**Data shown:**
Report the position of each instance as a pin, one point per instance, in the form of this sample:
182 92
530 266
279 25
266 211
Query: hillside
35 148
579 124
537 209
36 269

**The problem:** Your reply needs to reproduce all of the listing exactly.

**Result of the task:**
Report the position of each instance as a pin, one point per instance, in the form of this sample:
182 92
530 266
279 25
266 211
Query: hillside
35 148
579 124
537 209
36 269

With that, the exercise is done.